Después de muchos tragos amargos de café mal tostado de esos que te hacen daño, entendí que no es así, que el acoso viene y está ahí, en procesos sobre los cuales ni siquiera debería de existir, o al menos donde se vuelve tan invisible porque está normalizado, como en la misma casa, en tu espacio, con los tuyos. ¿Cuántas de nosotras no hemos escuchado el caso de alguna mujer que lo haya vivido? Es más, ¿cuántas de nosotras no hemos sufrido este horrible acto llamado acoso?

El acoso hace más que reforzar la idea de que quien te acosa tiene el poder o el derecho de hacerlo. El acoso también cambia tu vida, te provoca miedo, angustia, depresión algunas veces; y en otras hasta el terror de volver a hacer lo que hacías por no querer revivirlo. El acoso rompe con tu rutina, la transgrede, te maltrata emocionalmente y, en verdad, te jode el alma.

Vivir acoso es una de las cosas tan normales en los últimos días, pensé ese día, el primero en el que él intentó besarme a la fuerza. Y digo tan normales porque la hemos naturalizado: no falta quien en la calle haya sido hostigada por una persona, quien en la escuela a una de sus compañeras la estén molestando, quien en las redes sociales haya recibido miles de mensajes, otras más que por sus exparejas sean molestadas, y algunas en las que su trabajo sea un lugar propicio para el acoso.

Al final de todo esto, algunos hasta acá pensarán que estoy exagerando, y es así como me doy cuenta que al acoso lo hemos naturalizado. Y es que en México el 91 por ciento de los casos no sé denuncian, terminan en un llanto por parte de la víctima, un abrazo para ella y un “para la próxima toma precauciones”. No quería pensar en lo que pasaría si denunciaba, mis amigos ni siquiera me creían, ¿cómo iba a creerme alguien más?

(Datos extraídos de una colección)
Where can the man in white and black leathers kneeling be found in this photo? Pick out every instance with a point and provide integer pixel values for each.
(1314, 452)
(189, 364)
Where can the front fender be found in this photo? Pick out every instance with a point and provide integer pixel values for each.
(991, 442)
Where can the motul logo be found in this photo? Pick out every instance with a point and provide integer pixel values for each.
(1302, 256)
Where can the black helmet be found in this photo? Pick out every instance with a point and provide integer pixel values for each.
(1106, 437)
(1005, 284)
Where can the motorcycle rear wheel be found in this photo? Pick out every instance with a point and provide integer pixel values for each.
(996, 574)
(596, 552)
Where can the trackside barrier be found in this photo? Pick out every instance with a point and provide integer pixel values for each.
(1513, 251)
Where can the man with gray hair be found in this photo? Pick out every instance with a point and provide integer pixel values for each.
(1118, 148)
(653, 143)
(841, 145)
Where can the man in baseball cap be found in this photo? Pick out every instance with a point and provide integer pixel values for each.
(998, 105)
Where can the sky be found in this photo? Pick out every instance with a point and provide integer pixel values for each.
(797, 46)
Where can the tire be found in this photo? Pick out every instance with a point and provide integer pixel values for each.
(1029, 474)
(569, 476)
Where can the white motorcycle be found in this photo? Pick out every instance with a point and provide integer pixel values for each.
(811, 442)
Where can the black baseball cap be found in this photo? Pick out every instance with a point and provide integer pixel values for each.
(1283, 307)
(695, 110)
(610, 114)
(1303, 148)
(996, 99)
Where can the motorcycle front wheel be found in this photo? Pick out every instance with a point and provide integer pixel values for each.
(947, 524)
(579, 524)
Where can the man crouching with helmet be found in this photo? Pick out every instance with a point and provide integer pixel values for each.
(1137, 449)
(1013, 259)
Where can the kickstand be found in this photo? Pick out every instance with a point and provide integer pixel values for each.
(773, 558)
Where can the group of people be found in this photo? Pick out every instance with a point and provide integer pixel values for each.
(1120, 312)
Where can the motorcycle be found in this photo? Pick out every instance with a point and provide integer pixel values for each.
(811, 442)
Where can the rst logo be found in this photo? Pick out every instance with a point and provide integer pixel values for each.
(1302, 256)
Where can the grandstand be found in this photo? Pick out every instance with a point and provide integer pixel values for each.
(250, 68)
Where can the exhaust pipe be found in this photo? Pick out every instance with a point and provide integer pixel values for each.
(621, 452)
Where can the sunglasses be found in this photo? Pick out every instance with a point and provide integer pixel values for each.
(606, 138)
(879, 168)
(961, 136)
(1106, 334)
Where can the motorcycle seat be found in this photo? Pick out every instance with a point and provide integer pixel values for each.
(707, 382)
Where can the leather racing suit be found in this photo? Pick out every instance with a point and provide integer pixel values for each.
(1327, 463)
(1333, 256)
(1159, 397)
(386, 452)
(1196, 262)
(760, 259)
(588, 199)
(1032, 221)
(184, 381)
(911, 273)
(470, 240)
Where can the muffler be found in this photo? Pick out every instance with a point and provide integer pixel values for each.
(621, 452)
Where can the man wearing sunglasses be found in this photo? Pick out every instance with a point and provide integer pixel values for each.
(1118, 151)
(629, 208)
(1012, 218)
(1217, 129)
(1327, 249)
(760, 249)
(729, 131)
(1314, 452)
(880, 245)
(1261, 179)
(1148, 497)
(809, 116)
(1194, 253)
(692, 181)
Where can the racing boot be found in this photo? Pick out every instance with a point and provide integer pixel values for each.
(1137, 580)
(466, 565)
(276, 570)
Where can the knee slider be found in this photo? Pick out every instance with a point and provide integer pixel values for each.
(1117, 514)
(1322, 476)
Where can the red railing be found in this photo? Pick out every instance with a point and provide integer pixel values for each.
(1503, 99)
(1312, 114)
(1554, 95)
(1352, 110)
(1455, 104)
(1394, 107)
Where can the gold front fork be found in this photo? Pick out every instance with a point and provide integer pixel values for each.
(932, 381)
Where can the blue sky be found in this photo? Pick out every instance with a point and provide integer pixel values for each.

## Qué se pide
A - Según el fragmento sobre el acoso, ¿qué porcentaje de los casos no se denuncia en México?
B - Con base en el fragmento sobre el acoso, explica por qué quien escribe dudaba de que alguien le creyera si denunciaba.

## Respuestas por tarea
A - El 91 por ciento.

B - Ni siquiera sus amigos le creían. Por eso pensaba que nadie más iba a creerle si denunciaba.